Task statement: From the material below, extract every line that contains the string "canal", matching case exactly.

************

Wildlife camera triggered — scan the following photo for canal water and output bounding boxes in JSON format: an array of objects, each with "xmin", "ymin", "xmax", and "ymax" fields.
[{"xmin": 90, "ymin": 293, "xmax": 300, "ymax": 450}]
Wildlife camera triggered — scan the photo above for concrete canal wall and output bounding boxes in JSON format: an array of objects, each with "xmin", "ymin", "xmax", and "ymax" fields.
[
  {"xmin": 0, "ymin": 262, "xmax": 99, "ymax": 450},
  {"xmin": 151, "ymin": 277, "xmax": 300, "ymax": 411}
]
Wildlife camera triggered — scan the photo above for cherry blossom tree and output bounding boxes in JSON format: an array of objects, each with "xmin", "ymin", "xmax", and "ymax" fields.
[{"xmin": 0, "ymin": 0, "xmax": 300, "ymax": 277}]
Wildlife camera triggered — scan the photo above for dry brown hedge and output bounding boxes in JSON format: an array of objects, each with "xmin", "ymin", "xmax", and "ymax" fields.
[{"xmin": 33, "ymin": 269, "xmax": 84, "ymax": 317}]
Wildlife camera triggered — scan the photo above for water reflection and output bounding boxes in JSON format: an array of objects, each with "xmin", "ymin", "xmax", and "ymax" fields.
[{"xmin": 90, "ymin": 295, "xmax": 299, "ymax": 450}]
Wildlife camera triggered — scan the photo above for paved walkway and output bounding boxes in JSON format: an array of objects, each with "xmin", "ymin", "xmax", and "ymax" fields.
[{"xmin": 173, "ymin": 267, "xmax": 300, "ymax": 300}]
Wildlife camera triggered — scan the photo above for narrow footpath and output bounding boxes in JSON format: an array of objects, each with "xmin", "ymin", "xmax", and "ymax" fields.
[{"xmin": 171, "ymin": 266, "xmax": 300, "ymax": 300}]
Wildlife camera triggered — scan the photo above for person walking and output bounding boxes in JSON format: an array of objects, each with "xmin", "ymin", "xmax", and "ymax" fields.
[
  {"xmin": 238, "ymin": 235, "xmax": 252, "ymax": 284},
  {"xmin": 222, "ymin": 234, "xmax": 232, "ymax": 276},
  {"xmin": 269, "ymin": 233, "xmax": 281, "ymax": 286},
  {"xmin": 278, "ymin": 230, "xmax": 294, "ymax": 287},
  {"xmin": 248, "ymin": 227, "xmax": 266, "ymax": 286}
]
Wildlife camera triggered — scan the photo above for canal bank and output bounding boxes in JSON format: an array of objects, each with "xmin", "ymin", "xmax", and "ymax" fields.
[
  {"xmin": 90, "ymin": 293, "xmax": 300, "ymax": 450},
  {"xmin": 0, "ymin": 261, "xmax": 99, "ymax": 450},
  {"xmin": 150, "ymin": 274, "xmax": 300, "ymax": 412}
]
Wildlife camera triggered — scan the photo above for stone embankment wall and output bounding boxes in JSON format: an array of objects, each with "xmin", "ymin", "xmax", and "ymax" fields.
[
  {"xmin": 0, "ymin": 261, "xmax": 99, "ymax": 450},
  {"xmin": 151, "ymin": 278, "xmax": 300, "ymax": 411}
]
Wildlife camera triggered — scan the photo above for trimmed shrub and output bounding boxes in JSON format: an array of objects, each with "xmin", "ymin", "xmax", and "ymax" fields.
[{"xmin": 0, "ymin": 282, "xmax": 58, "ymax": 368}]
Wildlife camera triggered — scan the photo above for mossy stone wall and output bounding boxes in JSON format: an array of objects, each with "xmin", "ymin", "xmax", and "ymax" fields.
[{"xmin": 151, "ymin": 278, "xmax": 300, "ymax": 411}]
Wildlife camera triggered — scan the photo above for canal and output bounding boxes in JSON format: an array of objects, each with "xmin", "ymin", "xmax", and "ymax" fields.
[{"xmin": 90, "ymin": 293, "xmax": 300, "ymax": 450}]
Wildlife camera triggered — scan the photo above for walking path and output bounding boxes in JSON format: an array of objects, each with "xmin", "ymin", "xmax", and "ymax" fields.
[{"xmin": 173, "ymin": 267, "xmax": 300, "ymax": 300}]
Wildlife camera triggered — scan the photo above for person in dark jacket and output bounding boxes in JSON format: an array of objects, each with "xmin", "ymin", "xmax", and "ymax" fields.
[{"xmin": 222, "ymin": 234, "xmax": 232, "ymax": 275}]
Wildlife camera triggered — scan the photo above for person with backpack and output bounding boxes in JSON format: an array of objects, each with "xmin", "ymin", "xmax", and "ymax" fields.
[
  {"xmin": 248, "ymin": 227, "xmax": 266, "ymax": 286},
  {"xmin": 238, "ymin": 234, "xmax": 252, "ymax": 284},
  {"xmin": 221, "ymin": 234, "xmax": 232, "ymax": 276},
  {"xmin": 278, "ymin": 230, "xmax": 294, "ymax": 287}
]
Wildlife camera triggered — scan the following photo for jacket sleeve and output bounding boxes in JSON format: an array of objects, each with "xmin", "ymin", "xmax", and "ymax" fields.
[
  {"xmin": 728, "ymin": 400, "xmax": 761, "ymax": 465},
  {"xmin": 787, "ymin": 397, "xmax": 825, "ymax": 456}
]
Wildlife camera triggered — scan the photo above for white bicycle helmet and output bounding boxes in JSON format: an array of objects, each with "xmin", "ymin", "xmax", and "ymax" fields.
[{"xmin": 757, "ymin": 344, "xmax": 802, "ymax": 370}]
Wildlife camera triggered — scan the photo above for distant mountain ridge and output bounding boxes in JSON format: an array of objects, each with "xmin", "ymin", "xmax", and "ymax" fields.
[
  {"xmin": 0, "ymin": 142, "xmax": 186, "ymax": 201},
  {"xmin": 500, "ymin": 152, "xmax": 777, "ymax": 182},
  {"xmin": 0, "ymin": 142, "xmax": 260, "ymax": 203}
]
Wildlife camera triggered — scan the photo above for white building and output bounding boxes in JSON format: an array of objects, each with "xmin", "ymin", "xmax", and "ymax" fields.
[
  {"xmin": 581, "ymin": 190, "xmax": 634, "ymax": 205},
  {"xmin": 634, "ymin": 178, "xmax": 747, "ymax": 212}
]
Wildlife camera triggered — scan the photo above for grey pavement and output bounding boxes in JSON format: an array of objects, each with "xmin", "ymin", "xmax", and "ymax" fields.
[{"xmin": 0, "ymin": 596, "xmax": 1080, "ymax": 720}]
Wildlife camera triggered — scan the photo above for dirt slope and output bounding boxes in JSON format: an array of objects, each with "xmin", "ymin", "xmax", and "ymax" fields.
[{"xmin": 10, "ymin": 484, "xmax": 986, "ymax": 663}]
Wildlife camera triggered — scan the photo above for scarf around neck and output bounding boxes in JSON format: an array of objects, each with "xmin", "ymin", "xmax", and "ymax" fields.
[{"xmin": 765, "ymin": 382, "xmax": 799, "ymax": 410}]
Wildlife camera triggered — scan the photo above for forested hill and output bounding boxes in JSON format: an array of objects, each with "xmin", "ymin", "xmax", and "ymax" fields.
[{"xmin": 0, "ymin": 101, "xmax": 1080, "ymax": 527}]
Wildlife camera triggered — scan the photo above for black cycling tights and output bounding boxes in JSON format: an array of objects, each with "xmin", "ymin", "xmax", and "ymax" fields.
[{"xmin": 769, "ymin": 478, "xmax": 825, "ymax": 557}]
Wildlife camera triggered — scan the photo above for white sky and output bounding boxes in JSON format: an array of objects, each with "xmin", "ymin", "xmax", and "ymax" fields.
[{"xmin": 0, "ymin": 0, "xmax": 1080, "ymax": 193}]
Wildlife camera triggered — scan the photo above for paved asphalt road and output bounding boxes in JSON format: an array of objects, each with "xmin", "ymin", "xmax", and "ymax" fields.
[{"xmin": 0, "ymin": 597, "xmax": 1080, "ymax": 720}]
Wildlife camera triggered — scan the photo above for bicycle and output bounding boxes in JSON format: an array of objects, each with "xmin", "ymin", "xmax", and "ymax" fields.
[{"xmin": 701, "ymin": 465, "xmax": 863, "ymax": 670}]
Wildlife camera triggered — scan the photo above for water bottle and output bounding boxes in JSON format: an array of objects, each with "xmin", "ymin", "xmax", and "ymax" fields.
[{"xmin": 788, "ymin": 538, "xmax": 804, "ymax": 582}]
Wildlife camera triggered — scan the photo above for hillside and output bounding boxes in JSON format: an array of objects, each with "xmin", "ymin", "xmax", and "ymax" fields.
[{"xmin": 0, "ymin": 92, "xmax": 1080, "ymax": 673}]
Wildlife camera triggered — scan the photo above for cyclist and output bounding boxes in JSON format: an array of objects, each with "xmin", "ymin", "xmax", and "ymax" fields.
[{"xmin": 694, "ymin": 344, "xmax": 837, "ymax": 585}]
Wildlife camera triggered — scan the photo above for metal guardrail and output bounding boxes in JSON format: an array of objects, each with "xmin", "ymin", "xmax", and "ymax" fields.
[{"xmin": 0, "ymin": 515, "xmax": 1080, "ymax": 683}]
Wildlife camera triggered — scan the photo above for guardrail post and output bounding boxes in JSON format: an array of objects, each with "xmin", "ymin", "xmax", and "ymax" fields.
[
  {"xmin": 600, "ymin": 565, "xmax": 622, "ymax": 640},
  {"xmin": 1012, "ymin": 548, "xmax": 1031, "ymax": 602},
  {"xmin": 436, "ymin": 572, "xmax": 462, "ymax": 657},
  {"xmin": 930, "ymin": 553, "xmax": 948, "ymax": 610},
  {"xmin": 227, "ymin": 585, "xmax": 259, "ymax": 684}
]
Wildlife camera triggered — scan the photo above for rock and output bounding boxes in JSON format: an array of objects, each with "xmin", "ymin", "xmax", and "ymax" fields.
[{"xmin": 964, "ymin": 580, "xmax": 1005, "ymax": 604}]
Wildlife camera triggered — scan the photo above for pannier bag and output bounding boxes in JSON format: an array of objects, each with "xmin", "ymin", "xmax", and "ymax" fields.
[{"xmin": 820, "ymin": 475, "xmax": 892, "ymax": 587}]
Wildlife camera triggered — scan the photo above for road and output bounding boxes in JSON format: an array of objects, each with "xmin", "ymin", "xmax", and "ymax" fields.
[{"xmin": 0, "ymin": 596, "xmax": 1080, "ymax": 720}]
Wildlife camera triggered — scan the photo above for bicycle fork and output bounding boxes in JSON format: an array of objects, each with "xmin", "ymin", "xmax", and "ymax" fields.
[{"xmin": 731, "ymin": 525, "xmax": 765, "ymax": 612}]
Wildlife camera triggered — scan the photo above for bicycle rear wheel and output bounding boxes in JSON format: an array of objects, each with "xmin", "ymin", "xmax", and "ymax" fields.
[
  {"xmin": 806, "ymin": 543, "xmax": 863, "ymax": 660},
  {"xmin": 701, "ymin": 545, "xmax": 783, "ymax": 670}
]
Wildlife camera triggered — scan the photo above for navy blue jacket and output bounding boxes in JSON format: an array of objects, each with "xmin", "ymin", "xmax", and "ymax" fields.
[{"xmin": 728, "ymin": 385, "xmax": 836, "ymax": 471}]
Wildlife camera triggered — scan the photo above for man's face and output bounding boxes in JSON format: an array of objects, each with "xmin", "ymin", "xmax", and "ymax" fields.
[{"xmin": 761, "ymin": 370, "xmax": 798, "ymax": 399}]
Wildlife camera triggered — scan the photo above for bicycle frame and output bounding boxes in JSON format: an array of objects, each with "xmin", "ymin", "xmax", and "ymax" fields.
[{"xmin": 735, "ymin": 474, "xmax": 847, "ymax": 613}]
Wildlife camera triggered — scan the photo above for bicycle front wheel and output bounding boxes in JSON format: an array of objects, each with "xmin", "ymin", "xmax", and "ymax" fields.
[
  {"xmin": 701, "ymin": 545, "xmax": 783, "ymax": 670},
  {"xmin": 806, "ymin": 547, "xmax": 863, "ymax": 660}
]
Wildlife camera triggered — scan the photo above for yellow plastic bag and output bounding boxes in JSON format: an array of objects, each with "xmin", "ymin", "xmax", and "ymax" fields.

************

Reply to the exercise:
Wildlife camera triggered — scan the following photo for canal water and output bounding boxes in JSON format: an array of objects, each with "xmin", "ymin", "xmax", and "ymax" fields.
Wildlife camera triggered — scan the photo above for concrete canal wall and output bounding boxes in JSON format: an array of objects, each with "xmin", "ymin", "xmax", and "ymax" fields.
Wildlife camera triggered — scan the photo above for canal bank and output bounding boxes in JSON format: an array of objects, each with "xmin", "ymin", "xmax", and "ymax" fields.
Wildlife camera triggered — scan the photo above for canal and output bounding boxes in JSON format: an array of objects, each with "xmin", "ymin", "xmax", and "ymax" fields.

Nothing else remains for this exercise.